— Begin Task inputs —
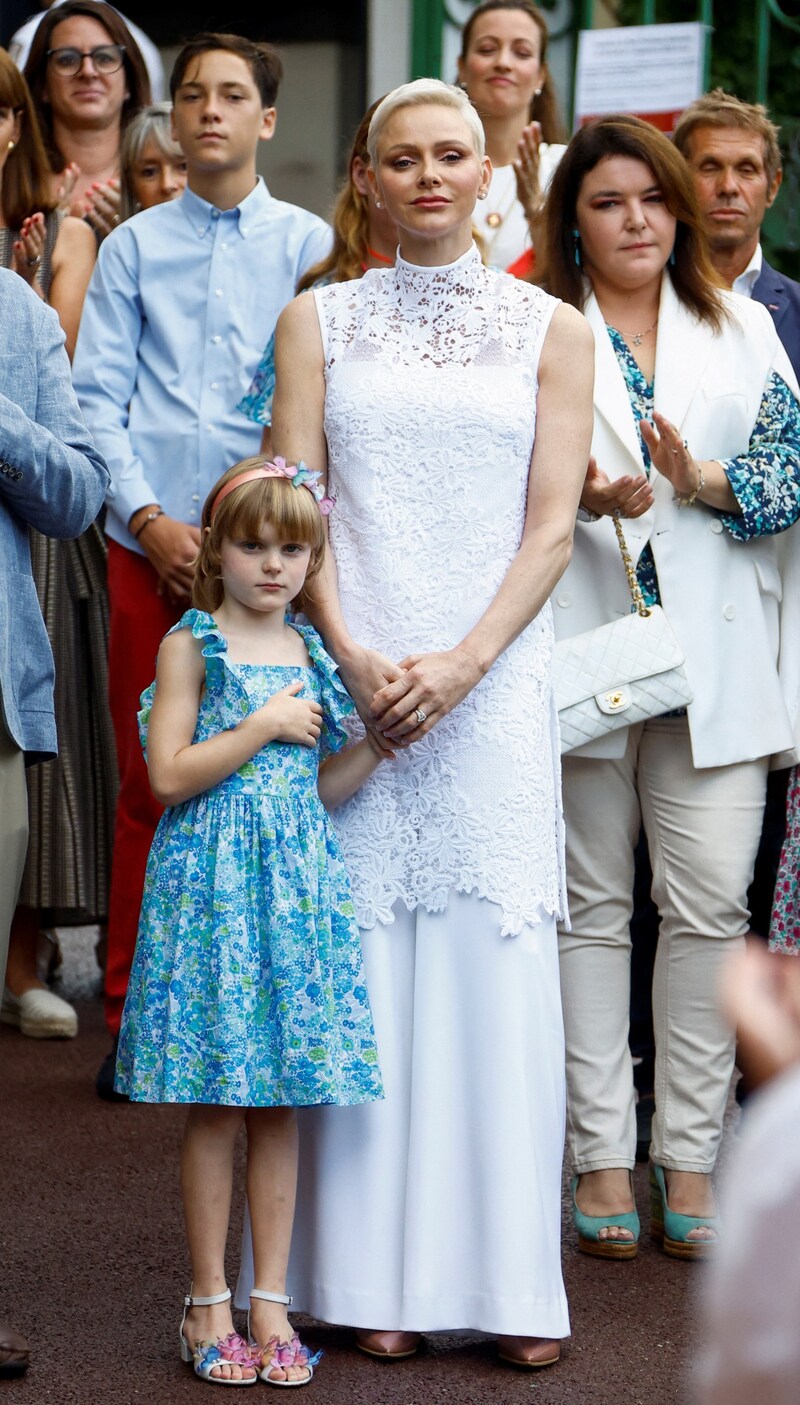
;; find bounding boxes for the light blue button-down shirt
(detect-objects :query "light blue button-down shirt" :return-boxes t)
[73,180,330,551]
— End Task inputs —
— Begin Task inputs —
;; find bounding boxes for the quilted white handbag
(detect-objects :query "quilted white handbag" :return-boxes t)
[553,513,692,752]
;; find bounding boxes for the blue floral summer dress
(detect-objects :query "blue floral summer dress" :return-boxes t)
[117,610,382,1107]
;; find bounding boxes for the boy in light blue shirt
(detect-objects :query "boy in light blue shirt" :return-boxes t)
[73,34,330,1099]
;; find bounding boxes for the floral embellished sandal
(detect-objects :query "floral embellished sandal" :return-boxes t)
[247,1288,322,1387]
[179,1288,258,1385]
— End Task inputs —
# What you will do
Turn the lines above, starting with the line containing "the floral embellished sandal" and going on through the line containing "[179,1288,258,1385]", into a numbered list, leaving out any blank lines.

# The result
1. ;; find bounding boxes for the floral embellished sandal
2. (detect-objects :query "floral embellished sandal" :return-boxes t)
3. [247,1288,322,1387]
4. [179,1288,258,1385]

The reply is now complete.